▶ Work to be completed:
Return each entry below without any alteration.

▶ Dataset:
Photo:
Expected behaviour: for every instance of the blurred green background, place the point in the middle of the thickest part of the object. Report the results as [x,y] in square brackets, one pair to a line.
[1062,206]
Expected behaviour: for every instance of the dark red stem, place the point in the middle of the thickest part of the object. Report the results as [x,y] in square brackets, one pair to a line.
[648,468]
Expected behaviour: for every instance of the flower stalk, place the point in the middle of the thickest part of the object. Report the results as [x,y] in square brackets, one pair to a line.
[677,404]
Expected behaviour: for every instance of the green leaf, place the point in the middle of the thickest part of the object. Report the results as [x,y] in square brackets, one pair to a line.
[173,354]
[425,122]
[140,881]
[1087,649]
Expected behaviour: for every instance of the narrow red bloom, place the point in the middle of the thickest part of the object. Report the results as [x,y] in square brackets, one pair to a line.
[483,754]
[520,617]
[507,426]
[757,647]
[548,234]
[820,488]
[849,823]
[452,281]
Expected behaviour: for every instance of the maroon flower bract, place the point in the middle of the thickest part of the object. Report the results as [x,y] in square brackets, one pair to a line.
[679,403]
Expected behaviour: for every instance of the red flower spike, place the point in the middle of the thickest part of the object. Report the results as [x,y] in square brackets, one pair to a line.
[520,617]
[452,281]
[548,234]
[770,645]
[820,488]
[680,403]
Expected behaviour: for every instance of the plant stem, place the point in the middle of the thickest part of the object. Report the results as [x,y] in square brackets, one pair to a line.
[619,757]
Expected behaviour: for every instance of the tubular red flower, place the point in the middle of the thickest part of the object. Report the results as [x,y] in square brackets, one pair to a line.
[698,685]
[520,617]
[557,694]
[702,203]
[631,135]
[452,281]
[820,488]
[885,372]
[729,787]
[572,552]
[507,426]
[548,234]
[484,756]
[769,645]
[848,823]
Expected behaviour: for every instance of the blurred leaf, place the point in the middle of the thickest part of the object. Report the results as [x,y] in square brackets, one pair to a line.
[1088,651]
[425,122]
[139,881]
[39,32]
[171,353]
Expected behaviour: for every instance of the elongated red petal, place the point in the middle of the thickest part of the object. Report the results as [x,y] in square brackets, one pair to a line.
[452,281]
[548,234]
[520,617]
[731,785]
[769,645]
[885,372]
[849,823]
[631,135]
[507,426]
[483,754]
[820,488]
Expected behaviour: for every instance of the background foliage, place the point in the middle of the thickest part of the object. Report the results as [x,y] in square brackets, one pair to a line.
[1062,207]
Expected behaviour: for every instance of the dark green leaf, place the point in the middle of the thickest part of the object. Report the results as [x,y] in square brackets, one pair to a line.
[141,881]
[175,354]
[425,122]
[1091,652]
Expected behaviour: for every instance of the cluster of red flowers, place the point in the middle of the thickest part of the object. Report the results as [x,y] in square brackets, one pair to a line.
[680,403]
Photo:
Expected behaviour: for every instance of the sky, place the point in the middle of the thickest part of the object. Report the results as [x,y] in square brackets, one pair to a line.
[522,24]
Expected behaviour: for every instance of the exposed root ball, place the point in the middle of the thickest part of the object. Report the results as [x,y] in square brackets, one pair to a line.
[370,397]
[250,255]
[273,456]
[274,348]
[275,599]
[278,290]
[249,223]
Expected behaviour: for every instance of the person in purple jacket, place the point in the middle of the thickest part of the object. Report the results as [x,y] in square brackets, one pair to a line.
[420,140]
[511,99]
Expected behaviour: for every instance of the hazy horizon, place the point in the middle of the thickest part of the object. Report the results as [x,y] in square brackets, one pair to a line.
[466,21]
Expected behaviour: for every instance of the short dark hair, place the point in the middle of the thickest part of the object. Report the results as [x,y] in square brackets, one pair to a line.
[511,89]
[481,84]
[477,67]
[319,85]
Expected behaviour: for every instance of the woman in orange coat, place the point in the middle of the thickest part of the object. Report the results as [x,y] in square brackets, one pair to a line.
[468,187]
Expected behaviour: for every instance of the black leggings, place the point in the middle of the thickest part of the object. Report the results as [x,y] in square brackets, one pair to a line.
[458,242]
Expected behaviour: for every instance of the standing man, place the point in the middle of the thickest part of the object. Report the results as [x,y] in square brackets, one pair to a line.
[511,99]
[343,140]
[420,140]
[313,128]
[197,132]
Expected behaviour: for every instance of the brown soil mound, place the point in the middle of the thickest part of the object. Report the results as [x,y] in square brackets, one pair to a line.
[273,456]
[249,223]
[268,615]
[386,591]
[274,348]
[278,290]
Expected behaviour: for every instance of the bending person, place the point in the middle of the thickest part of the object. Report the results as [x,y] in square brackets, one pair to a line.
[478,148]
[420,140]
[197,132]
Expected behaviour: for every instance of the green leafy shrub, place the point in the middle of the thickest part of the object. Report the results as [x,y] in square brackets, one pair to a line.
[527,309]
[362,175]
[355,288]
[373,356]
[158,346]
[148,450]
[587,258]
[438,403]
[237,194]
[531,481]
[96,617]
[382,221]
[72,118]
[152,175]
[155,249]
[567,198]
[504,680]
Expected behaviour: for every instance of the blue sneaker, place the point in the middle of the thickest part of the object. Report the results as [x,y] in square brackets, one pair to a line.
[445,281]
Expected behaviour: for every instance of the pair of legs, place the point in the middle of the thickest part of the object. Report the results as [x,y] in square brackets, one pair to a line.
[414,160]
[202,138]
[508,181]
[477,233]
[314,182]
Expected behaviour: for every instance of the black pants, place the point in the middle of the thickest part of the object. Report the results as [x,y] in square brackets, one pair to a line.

▶ Answer to this problem:
Photo:
Expected behaviour: for every instance of the blurred green background, place the point in the middle of the thickest part of the object. Report the results as [x,y] in square brackets, one pair to a line.
[1062,206]
Expected behaviour: for every instance of the dark red stem, place the point in the middle of the thickest part of the object. Report the results as [x,y] in square brackets, one pair to a line.
[648,468]
Expected behaviour: for every instance of the flower stalk, place the point in the middle of the thickest part of the object. Report the results as [x,y] in square brackets, one pair to a line.
[677,404]
Expected behaviour: for every instance of the green leaf, place the point in the middle of the thickest part of the object. Report the results as [x,y] in square brackets, one pair to a line.
[173,354]
[425,122]
[140,881]
[1087,649]
Expected behaviour: for every instance of the narrow red bloom, place the point in the middle of the thickest part of the object. Report the results as [x,y] in square brackets, one pair to a line.
[483,754]
[520,617]
[507,426]
[757,647]
[548,234]
[820,488]
[849,823]
[452,281]
Expected behaviour: for every instance of the maroon flower bract, place the point in the middle of the thickest part of the object. Report the results as [x,y] in square brackets, one pair to a line.
[679,403]
Expected behaviour: for every instance of the red flower spike, place the point in the middle of the thickest part of the object. Report the results as [x,y] in square brackets, one pair to a line.
[520,617]
[452,281]
[548,234]
[770,645]
[820,488]
[680,403]
Expected behaviour: for every instance of the plant stem, place the point in the middle of the thickest part of the object. Report the results as [x,y] in square brackets, one pair to a line.
[619,757]
Expected behaviour: for every instance of the tubular red flower, place the point in the middle of the thickest part of the object. Report the results as [x,y] in square brackets, one pair to a line.
[698,685]
[520,617]
[557,694]
[702,203]
[631,135]
[452,281]
[820,488]
[885,372]
[729,787]
[572,552]
[507,426]
[548,234]
[484,756]
[769,645]
[848,823]
Expected behaviour: for every instance of the blurred leaf, place the point in the middle of the thickest part of the object. Report the results as [x,y] in square brackets, one pair to a line.
[1088,651]
[425,122]
[139,881]
[39,32]
[171,353]
Expected behaviour: for every instance of the elongated red petal, place the point in the middle of the thickest part of the object. Report the results as [x,y] in square brackets, one pair to a line.
[452,281]
[548,234]
[520,617]
[731,785]
[769,645]
[885,372]
[849,823]
[631,135]
[507,426]
[483,754]
[820,488]
Expected behaviour: for every instance of the background foliage, place the point in the middle of the thickest part of the object. Report the results as [x,y] in square brackets, one pair to a line.
[1062,207]
Expected behaviour: for every instance of the dark green leaf, place the point in the middle of the thickest part of the object. Report the results as [x,y] in square brackets, one pair to a line.
[141,881]
[175,354]
[425,122]
[1091,652]
Expected behaviour: for every instance of the cluster of red flowers, place the point in the middle of the thickest part of the object. Report the results as [x,y] in square brackets, one pair to a line.
[680,403]
Photo:
Expected behaviour: for every instance of the sky, place the point in the middle of the thickest part of the object. Report the results as [x,y] in square brackets, one pair to a line.
[522,24]
Expected behaviour: for every instance of the exposed root ball, place the point in the middle of the thickest part of the object. Report the results as [x,y] in square brackets, one pair to a line.
[370,397]
[250,255]
[273,456]
[274,348]
[275,599]
[278,290]
[249,223]
Expected behaviour: for every instance of the person in purple jacket, place the point in the middle of the thickest part of the object. Report the results as [x,y] in square brackets, one pair to a line.
[420,140]
[511,99]
Expected behaviour: for every instance of the hazy horizon, place the point in the middle of the thickest part of the object. Report the results as [x,y] in square brackets, one pair to a line.
[466,21]
Expected behaviour: for every instance of the short dark hair, place the point in the middle of the thickest part of the object. Report the results as [x,y] in square brackets, one pair to a line.
[511,89]
[481,84]
[477,67]
[319,85]
Expected behaviour: for every instance of the woman in orange coat, place the point in the middle of the thickest part of the object. Report the results as [x,y] in square brackets, one pair to a line.
[468,187]
Expected behaviour: for every instance of the black leggings, place the point in the middle of the thickest part of the object. Report the results as [x,y] in square brackets, one pair to a line.
[458,242]
Expected behaviour: for every instance of the standing man, place the point in the middle of the thickest part of the object. Report the results as [x,y] in square brackets, one pair to a line.
[511,99]
[343,140]
[420,140]
[313,128]
[197,132]
Expected behaviour: for every instance of the brown soil mound, place the point in the middle of the thickest part of the object. Report the results as [x,y] in square brackets, one pair to a line.
[273,456]
[249,223]
[268,615]
[386,591]
[274,348]
[278,290]
Expected behaviour: for every instance of the bending person, place the point in the middle of the thickest part of the object. Report the results as [x,y] in square brackets, one pair to a line.
[478,148]
[420,140]
[197,132]
Expected behaviour: for every instance of the green leafy shrub, place the point in the middle of the thickest part of the object. Report the results as [x,y] in square brackets, one pair to a line.
[527,309]
[362,175]
[355,288]
[373,356]
[158,346]
[148,450]
[587,258]
[438,403]
[237,194]
[531,481]
[96,617]
[382,221]
[72,118]
[152,175]
[155,249]
[567,198]
[504,680]
Expected behaviour: for every instance of the blue sneaker, place the point in the middle of the thickest part of the object. Report the results as [x,y] in square brackets, one pair to a line.
[445,281]
Expected behaviour: for every instance of the pair of legs, place the point in the middle of the thickest part of the object. Report the results as [x,y] in square brackets, one pair to a line.
[414,160]
[202,138]
[508,181]
[477,233]
[314,182]
Expected behaviour: for every instance of the black pants, place the point in the middle of the thickest part of the object. Report the results as [x,y] in square brackets, one pair to a line.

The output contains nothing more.